[Data records]
######

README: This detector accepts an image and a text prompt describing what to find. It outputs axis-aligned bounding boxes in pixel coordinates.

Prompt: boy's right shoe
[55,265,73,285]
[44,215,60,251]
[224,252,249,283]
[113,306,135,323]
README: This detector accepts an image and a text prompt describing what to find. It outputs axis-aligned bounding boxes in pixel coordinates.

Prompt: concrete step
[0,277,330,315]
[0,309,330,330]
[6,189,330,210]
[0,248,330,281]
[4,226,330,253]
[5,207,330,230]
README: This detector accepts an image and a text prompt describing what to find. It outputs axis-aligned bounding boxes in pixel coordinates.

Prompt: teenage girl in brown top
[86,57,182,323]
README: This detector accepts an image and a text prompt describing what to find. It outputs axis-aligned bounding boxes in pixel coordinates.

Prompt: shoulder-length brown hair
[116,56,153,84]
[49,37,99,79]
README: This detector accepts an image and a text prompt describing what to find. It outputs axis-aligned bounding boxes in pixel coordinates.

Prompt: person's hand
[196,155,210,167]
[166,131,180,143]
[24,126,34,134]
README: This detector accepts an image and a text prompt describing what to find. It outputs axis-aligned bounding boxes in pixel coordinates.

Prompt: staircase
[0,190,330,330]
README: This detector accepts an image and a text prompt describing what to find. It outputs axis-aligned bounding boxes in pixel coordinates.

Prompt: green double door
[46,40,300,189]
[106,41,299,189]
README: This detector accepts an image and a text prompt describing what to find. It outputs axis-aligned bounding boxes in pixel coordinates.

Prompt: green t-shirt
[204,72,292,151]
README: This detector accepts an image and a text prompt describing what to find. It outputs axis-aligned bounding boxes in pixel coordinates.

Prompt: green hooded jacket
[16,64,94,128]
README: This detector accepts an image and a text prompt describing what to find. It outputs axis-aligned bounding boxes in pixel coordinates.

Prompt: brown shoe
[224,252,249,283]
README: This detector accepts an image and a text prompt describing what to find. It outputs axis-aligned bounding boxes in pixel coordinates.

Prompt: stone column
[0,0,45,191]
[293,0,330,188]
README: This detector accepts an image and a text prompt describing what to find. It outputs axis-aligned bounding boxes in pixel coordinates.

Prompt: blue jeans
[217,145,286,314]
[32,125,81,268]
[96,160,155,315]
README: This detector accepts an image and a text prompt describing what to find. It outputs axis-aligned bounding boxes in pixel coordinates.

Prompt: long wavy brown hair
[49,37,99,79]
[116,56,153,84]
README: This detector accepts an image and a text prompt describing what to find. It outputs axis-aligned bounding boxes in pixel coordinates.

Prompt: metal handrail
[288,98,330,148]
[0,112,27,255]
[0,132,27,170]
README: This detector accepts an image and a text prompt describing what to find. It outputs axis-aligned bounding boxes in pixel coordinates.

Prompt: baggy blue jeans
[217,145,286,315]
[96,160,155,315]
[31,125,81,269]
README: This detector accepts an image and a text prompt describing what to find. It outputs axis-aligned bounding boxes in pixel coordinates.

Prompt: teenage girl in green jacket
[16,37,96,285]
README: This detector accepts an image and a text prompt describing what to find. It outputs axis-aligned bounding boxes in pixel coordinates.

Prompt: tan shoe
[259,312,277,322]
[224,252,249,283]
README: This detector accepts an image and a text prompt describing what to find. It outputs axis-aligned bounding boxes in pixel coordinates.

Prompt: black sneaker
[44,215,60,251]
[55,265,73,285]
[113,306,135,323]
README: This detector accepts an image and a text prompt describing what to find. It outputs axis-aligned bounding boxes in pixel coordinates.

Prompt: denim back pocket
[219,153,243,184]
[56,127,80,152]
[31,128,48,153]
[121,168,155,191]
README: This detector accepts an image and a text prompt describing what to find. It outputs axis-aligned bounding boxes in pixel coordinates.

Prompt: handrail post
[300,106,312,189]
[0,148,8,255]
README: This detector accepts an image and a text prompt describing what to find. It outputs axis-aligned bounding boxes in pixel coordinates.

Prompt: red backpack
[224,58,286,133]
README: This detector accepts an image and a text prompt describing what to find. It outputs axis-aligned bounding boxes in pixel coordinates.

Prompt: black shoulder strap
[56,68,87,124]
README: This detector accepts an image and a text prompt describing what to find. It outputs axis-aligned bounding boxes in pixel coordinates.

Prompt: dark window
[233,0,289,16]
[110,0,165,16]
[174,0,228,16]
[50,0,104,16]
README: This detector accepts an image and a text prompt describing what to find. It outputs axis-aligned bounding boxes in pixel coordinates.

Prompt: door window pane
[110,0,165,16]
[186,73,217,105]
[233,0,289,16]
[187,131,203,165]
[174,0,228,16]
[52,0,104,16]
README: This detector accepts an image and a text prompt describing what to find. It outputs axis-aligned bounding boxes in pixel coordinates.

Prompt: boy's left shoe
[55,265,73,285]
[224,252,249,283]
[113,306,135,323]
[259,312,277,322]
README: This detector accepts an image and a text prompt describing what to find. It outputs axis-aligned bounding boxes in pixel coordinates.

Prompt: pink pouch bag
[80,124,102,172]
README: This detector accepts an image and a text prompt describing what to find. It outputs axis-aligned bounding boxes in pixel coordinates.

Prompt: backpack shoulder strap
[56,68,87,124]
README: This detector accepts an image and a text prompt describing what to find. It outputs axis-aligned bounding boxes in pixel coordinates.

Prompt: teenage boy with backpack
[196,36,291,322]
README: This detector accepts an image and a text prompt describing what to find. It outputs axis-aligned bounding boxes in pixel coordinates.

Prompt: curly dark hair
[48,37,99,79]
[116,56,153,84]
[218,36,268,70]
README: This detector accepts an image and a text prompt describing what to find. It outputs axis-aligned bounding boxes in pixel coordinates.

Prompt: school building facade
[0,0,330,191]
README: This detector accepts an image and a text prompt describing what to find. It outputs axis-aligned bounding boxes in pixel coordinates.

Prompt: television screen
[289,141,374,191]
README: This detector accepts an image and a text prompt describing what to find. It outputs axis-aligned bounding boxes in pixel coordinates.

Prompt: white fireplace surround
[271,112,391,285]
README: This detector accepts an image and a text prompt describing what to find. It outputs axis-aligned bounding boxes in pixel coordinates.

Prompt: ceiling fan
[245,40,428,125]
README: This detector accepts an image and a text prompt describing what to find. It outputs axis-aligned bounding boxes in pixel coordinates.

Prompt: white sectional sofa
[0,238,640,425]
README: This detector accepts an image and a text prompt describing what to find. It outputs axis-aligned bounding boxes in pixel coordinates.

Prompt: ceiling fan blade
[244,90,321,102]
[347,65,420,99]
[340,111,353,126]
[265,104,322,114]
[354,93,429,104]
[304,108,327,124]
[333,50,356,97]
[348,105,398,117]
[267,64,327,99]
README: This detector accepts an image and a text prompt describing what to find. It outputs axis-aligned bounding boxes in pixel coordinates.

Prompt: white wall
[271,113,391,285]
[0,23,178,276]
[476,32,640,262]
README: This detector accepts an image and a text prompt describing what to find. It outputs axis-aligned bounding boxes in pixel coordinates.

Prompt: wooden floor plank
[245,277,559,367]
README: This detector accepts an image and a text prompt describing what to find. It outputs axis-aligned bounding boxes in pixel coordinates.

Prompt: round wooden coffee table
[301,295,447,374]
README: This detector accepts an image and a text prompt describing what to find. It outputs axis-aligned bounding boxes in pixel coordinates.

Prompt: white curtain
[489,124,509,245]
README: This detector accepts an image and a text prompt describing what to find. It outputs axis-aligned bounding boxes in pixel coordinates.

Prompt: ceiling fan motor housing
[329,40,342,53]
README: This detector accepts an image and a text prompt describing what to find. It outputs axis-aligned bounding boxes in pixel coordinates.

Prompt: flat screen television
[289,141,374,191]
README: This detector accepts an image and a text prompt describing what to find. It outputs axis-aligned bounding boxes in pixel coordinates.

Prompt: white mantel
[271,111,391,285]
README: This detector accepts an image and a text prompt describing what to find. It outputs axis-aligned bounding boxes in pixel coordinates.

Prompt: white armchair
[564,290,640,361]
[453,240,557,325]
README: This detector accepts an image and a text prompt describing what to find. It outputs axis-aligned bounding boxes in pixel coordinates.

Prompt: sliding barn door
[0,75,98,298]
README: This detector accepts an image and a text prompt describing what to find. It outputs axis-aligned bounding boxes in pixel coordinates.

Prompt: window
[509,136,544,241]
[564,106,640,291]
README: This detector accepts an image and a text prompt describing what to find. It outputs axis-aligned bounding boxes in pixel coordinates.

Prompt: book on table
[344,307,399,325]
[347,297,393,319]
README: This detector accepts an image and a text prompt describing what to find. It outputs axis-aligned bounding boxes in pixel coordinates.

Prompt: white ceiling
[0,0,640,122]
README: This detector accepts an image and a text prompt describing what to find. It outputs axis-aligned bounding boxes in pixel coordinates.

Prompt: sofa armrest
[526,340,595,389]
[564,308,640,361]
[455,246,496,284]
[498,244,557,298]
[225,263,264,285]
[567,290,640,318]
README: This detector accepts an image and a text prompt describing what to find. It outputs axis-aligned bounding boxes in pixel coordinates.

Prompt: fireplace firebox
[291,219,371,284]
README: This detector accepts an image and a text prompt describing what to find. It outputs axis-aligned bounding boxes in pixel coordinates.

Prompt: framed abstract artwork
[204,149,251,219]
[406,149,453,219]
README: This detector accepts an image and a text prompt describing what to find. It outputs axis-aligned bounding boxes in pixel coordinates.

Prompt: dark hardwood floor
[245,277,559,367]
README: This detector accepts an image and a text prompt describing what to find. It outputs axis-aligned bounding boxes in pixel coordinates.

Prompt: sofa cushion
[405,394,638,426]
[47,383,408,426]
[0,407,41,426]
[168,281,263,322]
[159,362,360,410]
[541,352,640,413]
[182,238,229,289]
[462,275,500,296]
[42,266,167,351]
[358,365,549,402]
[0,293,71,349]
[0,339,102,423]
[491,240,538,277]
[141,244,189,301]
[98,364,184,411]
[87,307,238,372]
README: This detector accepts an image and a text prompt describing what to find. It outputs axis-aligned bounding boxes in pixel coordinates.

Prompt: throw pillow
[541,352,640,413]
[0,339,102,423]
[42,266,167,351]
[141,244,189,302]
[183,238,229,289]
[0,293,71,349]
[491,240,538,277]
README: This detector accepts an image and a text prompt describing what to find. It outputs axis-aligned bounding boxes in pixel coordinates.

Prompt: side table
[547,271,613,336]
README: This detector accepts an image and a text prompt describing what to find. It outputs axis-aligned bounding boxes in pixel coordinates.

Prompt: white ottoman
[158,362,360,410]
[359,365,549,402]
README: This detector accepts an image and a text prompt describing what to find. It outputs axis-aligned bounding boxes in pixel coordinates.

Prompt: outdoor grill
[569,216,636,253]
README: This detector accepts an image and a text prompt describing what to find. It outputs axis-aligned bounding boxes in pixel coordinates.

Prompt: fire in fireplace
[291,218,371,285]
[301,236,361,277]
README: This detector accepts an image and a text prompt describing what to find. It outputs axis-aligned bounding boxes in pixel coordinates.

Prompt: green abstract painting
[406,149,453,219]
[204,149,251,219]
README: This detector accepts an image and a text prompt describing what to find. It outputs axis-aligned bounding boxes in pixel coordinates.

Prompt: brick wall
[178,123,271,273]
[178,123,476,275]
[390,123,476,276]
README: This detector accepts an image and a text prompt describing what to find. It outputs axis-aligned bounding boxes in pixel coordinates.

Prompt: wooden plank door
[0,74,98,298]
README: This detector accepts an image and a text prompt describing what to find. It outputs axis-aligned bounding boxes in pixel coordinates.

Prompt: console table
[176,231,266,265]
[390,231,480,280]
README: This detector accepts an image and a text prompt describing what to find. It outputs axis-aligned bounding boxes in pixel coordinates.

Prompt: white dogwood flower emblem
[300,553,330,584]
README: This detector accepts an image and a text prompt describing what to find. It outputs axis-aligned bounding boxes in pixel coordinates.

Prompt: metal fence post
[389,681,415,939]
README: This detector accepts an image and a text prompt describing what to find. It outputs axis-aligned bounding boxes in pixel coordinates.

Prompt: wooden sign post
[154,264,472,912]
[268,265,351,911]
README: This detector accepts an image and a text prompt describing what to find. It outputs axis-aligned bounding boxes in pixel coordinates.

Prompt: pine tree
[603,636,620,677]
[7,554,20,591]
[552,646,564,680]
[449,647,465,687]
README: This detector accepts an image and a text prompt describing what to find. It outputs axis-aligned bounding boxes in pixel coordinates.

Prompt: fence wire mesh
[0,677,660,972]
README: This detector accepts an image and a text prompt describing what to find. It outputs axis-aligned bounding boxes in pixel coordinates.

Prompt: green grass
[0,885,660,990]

######

List each line of the records above that contains the string "shoe", copying every such line in full. Case counts when matching.

Prompt: boy's right shoe
Prompt: brown shoe
Prompt: tan shoe
Prompt: boy's left shoe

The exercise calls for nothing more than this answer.